#### Exercise prompt
Please edit the data below by changing "bounding box" to "rectangle" throughout, and write out all of it again with nothing else altered.

#### Given records

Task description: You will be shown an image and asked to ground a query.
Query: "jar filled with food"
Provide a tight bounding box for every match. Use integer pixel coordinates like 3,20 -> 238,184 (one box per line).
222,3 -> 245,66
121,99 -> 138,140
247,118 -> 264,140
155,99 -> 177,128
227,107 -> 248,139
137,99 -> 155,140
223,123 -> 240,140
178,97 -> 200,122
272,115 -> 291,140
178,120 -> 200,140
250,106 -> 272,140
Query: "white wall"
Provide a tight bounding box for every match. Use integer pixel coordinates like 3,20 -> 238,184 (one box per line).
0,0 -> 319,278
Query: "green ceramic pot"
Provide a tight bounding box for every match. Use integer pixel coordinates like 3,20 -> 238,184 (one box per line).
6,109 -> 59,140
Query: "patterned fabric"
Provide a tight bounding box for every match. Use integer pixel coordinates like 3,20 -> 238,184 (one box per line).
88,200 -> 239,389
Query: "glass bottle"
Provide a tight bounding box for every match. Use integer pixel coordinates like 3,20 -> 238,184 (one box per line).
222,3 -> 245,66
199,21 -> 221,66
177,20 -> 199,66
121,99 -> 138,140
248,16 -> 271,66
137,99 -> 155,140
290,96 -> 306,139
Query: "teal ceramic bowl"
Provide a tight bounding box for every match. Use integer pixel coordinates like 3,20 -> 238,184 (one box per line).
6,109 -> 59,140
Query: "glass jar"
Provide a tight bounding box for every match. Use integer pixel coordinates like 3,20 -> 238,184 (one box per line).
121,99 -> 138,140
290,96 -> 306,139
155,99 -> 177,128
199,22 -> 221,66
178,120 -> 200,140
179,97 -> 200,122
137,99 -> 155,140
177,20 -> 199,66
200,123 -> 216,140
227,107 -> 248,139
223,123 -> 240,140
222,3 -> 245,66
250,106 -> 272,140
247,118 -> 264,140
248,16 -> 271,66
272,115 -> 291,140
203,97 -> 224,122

#### Result for this exercise
Task description: You will be shown an image and asked to ground a query.
Query: "jar filled with food"
Provide a tight rectangle for every match. Use integer pixel coordinates like 3,20 -> 238,184 (one box per line).
222,3 -> 245,66
121,99 -> 138,140
247,118 -> 264,140
155,99 -> 177,128
227,107 -> 248,139
137,99 -> 155,140
223,123 -> 240,140
178,97 -> 200,122
272,115 -> 291,140
178,120 -> 200,140
250,106 -> 272,140
Query: "white wall"
Provide a tight rectangle for every match. Use integer pixel coordinates like 3,20 -> 238,184 (one box per line).
0,0 -> 319,278
Query: "green ceramic pot"
Provide a tight rectangle for every match. Use integer pixel coordinates like 3,20 -> 238,184 (one box per line).
6,109 -> 59,140
Query: "patterned fabric"
Provide a tight rectangle for every match. Use integer pixel coordinates like 3,20 -> 238,184 (one box per line).
88,200 -> 239,389
Query: "glass bottle"
Provide a tight rectangle for every match. Use integer pixel coordinates like 3,20 -> 238,184 (one box per line).
222,3 -> 245,66
199,21 -> 221,66
177,20 -> 199,66
121,99 -> 138,140
248,16 -> 271,66
137,99 -> 155,140
290,96 -> 306,139
Query: "teal ceramic bowl"
Provide a tight rectangle for every match. Use integer pixel coordinates like 3,20 -> 238,184 (one box per line).
6,109 -> 59,140
Query: "glass jar"
Provide a tight rectangle for every match. Use integer pixel coordinates like 3,20 -> 238,184 (one box per line).
121,99 -> 138,140
290,96 -> 306,139
155,99 -> 177,128
199,22 -> 221,66
178,120 -> 200,140
179,97 -> 200,122
137,99 -> 155,140
177,20 -> 199,66
200,123 -> 216,140
227,107 -> 248,139
223,123 -> 240,140
222,3 -> 245,66
250,106 -> 272,140
247,118 -> 264,140
248,16 -> 271,66
272,115 -> 291,140
203,97 -> 224,122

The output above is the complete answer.